What the task asks:
Every line below that contains the word "kitten" must be copied.

------ Given information ------

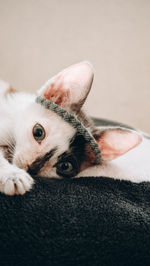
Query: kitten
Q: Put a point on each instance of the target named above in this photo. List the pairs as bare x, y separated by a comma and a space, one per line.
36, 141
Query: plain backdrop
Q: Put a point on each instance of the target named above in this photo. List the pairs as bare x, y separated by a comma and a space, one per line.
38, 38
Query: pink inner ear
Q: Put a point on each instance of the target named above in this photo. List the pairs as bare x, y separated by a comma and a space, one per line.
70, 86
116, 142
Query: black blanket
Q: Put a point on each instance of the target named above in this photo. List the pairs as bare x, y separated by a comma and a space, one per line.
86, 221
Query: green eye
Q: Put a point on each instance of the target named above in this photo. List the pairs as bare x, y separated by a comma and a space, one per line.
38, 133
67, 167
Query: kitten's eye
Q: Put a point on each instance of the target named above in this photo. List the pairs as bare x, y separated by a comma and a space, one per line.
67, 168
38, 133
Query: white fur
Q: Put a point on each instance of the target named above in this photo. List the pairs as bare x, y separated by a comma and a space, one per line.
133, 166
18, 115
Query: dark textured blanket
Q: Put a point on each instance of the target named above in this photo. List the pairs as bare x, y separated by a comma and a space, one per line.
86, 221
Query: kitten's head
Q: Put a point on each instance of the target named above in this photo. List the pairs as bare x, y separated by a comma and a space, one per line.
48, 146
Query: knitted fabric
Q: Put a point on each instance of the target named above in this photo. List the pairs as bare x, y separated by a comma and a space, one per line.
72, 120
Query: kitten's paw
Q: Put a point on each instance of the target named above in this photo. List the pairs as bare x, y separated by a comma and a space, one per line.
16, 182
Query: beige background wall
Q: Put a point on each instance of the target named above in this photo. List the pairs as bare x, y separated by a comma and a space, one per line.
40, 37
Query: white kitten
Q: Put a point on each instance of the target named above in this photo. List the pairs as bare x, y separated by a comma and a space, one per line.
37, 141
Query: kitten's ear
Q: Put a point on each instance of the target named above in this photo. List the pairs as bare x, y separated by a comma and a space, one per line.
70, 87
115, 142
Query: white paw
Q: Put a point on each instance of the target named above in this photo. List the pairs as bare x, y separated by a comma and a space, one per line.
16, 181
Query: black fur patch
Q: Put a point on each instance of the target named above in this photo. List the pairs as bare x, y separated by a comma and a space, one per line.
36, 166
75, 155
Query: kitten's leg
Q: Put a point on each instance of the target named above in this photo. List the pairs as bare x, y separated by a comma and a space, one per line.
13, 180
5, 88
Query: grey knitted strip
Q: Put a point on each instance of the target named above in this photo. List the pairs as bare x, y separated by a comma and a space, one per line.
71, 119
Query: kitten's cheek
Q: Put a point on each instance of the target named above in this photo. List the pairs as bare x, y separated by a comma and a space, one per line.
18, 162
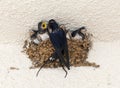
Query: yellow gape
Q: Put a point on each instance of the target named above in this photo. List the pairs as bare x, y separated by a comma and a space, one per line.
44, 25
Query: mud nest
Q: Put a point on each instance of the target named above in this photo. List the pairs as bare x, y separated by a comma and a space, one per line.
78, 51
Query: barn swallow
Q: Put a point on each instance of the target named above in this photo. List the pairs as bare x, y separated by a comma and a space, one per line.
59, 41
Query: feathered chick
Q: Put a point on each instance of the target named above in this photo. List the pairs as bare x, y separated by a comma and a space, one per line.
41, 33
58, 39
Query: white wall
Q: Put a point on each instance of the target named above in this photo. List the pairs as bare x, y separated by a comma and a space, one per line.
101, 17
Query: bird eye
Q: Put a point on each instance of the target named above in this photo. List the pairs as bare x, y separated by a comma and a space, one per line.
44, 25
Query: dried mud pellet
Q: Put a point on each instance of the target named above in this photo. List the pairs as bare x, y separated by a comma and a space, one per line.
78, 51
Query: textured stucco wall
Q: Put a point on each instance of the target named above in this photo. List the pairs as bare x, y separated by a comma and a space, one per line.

------

Response area:
Query: kitten
Query: kitten's eye
Query: kitten's head
Query: kitten's paw
Query: white kitten
Query: kitten's ear
Query: kitten's leg
Query: kitten's cheek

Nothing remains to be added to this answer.